## RECORD EXTRACTS
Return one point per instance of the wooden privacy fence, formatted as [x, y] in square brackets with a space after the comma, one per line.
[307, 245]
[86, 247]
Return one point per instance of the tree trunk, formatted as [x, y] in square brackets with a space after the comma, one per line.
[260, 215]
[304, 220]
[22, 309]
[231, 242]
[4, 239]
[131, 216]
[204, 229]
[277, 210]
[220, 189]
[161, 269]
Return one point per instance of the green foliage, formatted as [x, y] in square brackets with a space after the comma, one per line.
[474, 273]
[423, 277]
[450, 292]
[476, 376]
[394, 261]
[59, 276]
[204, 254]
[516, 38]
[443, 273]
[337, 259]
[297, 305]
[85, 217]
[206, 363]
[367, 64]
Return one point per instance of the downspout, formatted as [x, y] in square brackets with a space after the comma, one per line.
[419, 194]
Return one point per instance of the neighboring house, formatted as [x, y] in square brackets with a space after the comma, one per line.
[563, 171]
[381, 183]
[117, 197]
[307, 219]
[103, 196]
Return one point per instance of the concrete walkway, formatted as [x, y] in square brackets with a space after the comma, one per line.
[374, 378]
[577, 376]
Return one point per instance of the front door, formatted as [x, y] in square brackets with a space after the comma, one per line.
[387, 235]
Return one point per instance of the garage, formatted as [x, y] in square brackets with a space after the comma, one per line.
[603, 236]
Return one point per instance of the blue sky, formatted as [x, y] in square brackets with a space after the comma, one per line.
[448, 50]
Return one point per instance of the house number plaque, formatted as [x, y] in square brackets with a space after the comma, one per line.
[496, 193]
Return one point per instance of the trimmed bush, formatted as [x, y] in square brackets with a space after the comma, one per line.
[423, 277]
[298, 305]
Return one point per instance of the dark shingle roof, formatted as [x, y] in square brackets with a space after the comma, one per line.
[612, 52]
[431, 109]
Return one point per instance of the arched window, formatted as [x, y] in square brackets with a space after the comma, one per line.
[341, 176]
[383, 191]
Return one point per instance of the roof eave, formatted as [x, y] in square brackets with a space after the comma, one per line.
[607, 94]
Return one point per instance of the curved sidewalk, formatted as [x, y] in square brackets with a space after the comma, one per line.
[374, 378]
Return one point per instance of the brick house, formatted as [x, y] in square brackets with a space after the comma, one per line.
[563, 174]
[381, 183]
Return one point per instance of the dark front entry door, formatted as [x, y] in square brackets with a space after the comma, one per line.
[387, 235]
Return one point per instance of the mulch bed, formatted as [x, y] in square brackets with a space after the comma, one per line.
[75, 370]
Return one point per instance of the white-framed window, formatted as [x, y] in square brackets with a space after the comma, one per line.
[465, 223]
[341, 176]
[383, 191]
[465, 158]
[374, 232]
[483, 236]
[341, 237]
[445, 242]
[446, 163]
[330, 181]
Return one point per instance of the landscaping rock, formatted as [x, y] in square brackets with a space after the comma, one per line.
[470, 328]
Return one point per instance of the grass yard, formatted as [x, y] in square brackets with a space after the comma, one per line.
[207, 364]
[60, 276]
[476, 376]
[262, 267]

## DIRECTIONS FOR THIS TASK
Please copy the data from the line that contains "Return one point per instance of the grass" through the end, changing "grass yard" to "lawn" and leaving everything else as it is.

## FULL OUTPUT
Return one point per instance of the lawn, formatted as [x, y] in square brackets with a space after the comma, one per line.
[207, 364]
[60, 276]
[476, 376]
[262, 267]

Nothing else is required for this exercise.